(Dataset entries)
*** Block opens ***
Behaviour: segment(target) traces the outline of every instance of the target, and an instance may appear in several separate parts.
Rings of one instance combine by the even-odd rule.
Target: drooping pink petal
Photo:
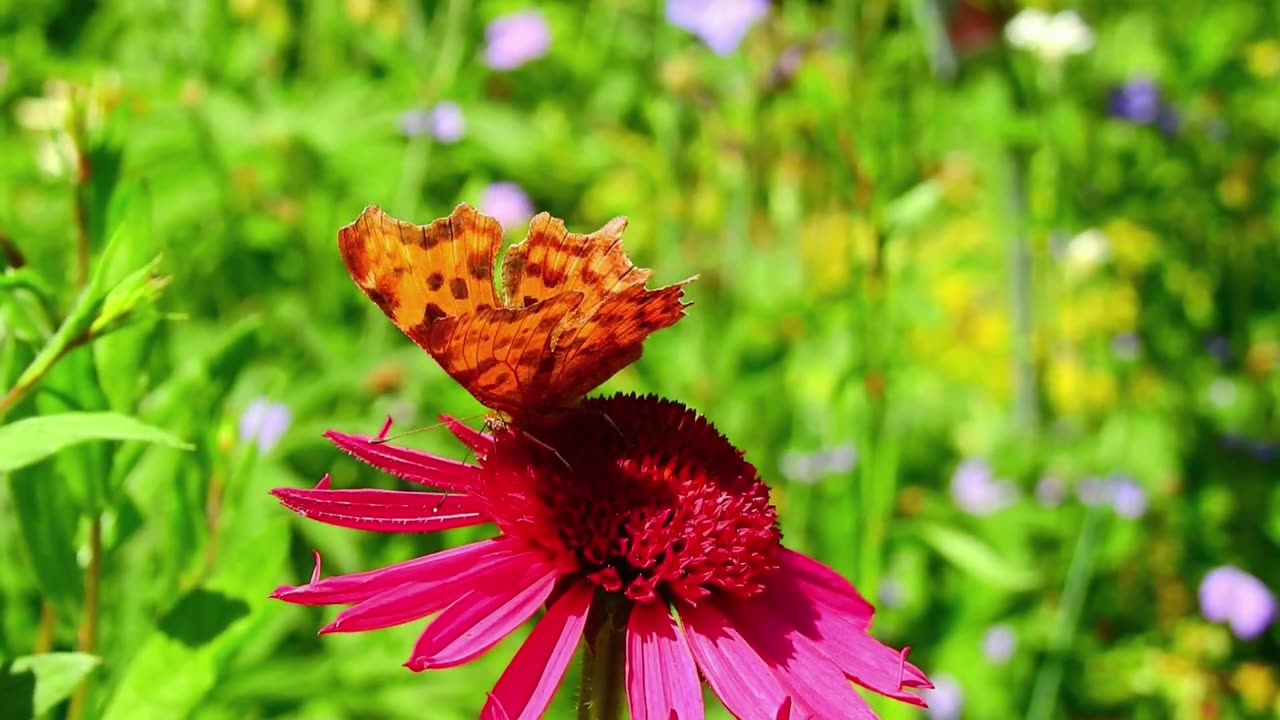
[[[276,488],[271,494],[305,518],[354,530],[435,532],[488,521],[481,503],[456,493]]]
[[[911,648],[902,649],[902,685],[903,687],[925,688],[932,690],[933,683],[929,682],[929,678],[925,677],[924,671],[912,665],[907,660],[907,651]]]
[[[708,602],[679,606],[689,649],[716,697],[739,720],[776,720],[787,692],[773,668]]]
[[[450,575],[440,575],[410,582],[374,595],[364,602],[338,613],[320,632],[359,632],[401,625],[445,609],[459,598],[485,588],[494,578],[527,574],[540,566],[535,553],[502,553],[483,558],[459,568]]]
[[[875,607],[840,573],[803,553],[787,548],[780,548],[778,564],[778,575],[789,578],[805,595],[823,601],[863,630],[871,627]]]
[[[827,604],[832,599],[830,594],[811,594],[810,589],[810,585],[798,582],[785,570],[780,571],[763,593],[741,604],[741,614],[749,613],[754,619],[735,617],[735,620],[767,621],[774,632],[796,645],[812,646],[830,658],[844,675],[868,690],[923,706],[923,699],[903,689],[911,677],[905,667],[905,654],[868,635],[859,616],[847,615]],[[840,602],[838,598],[836,601]],[[928,682],[922,673],[918,680]]]
[[[377,570],[334,575],[306,585],[281,585],[271,597],[300,605],[344,605],[358,603],[399,585],[451,578],[489,558],[508,557],[518,545],[508,538],[489,540],[441,550]]]
[[[498,678],[485,713],[490,712],[490,706],[500,704],[508,712],[519,709],[515,720],[542,717],[582,638],[594,594],[595,585],[580,580],[556,600]]]
[[[483,460],[488,456],[489,451],[493,449],[493,437],[486,435],[479,430],[472,429],[462,424],[462,421],[449,415],[440,415],[440,422],[448,426],[449,431],[454,437],[462,441],[463,445],[471,448],[471,452],[476,457]]]
[[[876,714],[844,673],[812,640],[757,596],[717,603],[724,618],[773,668],[791,696],[793,712],[820,718],[875,720]]]
[[[475,487],[479,477],[479,468],[475,465],[374,442],[374,438],[364,435],[330,430],[324,436],[357,460],[420,485],[461,493]]]
[[[636,603],[627,621],[627,701],[633,720],[703,716],[693,653],[664,602]]]
[[[557,576],[550,563],[524,562],[477,577],[470,592],[418,637],[405,667],[415,672],[453,667],[481,655],[537,612]]]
*** Block closes ***
(Work instruction)
Pull every line with the string "instance" from the data above.

(Written reply)
Behaviour: segment(target) traces the outline of every instance of the target, and an instance may appear in several separate parts.
Rings of one instance combine by the even-odd rule.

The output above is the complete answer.